++++ PAGE ++++
Not French, but there used to be gatherings called beefsteaks (originally men only) in NY and NJ, where the meat would be eaten with fingers. Joseph Mitchell described one in the New Yorker(pdf link).
posted by brujita at 11:09 PM on February 25, 2015


I'm probably too late for you, but steak frites (steak and french fries) would be really easy to symbolize by setting out a nice big platter containing these beef jerky nuggets with a big bowl of these crunchy potato stick snacks on the side. Maybe add a little dish of ketchup for dipping. Good kid-friendly finger food, it won't go bad, easy to pack in and set up, and you don't need to keep it hot. People who give you the side-eye can go fly a kite. (Would the kids rather eat cold soggy "gourmet" food, or crunchy salty goodies they recognize?)
posted by cuddles.mcsnuggy at 8:35 AM on February 26, 2015


Just in case you're not already: please consider having your son do the food prep that isn't dangerous. These kinds of "assignments" don't really go away as kids get older, and it's maddeningly easy for kids to forget there's no mommy parental magic wand that completes them in two seconds flat.
++++ SUPPLIED DATA ++++
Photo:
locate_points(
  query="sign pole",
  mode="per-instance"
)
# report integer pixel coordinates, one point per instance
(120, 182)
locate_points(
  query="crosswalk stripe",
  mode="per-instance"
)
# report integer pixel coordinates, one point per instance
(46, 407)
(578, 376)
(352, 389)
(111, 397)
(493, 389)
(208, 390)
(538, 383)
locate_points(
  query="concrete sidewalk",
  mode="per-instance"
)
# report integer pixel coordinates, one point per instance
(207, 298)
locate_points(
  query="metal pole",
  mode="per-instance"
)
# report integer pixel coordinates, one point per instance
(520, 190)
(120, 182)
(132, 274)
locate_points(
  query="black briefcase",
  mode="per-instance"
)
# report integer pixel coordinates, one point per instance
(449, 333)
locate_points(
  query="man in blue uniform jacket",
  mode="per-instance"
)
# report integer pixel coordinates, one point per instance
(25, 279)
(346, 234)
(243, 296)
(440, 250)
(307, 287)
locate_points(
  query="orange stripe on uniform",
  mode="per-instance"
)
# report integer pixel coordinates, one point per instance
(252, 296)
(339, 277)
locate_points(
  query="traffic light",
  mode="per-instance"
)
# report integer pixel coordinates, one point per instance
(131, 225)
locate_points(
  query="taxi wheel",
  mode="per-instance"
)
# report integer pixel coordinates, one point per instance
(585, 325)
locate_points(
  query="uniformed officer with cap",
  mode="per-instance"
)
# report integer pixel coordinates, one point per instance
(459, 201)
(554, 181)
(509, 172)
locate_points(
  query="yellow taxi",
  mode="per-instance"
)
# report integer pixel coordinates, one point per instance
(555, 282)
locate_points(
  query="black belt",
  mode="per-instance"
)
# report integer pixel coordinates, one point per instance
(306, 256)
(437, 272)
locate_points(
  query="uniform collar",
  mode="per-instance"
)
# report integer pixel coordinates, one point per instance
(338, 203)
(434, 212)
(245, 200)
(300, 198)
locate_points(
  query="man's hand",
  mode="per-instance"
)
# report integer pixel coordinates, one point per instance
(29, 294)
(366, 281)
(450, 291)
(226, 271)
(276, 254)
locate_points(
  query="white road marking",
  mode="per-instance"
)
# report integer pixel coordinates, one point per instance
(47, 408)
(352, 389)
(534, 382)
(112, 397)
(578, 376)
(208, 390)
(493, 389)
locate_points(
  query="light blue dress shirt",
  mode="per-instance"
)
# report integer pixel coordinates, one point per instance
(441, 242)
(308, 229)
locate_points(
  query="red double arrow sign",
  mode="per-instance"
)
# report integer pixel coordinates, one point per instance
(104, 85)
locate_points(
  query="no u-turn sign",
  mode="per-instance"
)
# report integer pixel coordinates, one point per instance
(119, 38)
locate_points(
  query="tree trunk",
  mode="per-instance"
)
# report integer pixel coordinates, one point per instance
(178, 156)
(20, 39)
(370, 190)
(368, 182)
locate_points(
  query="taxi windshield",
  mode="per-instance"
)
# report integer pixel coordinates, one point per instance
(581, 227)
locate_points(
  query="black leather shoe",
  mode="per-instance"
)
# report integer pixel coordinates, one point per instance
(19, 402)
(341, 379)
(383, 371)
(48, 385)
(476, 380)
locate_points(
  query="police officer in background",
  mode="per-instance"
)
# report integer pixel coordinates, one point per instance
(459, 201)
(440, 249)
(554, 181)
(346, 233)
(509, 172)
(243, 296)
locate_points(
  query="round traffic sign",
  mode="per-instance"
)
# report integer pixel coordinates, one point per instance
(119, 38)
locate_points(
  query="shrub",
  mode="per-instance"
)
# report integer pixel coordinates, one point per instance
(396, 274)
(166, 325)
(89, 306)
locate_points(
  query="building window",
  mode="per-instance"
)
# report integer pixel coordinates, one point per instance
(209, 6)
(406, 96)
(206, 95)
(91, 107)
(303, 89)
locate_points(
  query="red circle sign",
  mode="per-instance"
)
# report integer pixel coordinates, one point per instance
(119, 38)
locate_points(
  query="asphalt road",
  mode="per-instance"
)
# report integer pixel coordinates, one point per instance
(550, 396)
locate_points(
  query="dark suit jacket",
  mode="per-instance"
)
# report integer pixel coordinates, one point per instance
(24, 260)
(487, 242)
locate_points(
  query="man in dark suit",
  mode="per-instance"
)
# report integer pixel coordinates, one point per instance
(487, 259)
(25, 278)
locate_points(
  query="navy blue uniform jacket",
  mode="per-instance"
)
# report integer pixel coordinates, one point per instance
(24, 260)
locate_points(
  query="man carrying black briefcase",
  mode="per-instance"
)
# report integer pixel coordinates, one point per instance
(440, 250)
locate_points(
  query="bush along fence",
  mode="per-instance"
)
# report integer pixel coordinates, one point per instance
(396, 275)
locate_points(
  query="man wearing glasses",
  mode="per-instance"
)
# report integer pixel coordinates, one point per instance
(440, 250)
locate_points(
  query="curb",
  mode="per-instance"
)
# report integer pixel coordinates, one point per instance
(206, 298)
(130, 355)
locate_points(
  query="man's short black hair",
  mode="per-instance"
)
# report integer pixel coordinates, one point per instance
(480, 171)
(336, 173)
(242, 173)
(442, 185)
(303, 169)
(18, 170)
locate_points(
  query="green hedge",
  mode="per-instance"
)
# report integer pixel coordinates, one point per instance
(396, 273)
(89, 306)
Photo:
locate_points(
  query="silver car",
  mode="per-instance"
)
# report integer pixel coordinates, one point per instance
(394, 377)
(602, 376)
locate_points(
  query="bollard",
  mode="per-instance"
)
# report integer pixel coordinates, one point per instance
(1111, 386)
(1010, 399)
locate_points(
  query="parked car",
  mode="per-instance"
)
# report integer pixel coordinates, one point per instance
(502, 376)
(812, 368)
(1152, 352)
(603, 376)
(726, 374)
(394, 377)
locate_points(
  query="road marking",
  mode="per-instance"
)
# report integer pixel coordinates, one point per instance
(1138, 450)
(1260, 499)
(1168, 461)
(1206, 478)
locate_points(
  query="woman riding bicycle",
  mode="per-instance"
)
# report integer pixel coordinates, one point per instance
++++
*WHAT YOU NEED TO DO*.
a. Decide whether each statement below agrees with the forum posts about finger food. For each one, answer yes or no and quote the deciding words from the posts. (i) The beefsteak gatherings were at first limited to men. (ii) The suggested beef jerky and potato stick platter has to be kept hot. (iii) Joseph Mitchell wrote about a beefsteak in the New Yorker.
b. Supply the next few sentences of the forum posts about finger food, picking up right after the final one shown.

*RESPONSES PER TASK*.
a.
(i) Yes: "originally men only"
(ii) No: "you don't need to keep it hot"
(iii) Yes: "Joseph Mitchell described one in the New Yorker"

b.
posted by gnomeloaf at 8:59 AM on February 26, 2015


I'm so glad I could help! This may be wildly off-topic but I like talking about me, ANYHOO, the only food assignment I ever had as a kid was in the 4th grade, we had to do a report on a country and bring a food. One girl brought Swiss cheese which everybody hated but me. I had never had it before being a culturally deprived person from rural Iowa and I loved it. She gave it to me to take home. After getting off the bus, my neighbor kid and I decided to get a little ice skating in, so, we dropped our bags and popped over the hill. Came back and my dog, who, just a week before, had pissed on my flute case while I was waiting for the bus, had managed to pry my bag open and eat all the cheese and the paper it was wrapped in. School project gone bad. I hope your kid appreciates all the hard work and things go a bit better for you.
posted by Foam Pants at 12:24 PM on February 26, 2015 [1 favorite]


Response by poster: Update:
The profiteroles were a hit. Effort-wise, they fell somewhere in between Nikola Tesla's Traditional Croatian Jam Biscuits and Mary Lou Retton's box of Wheaties. More importantly, the teacher liked them, and I maintained my sanity. Thanks again!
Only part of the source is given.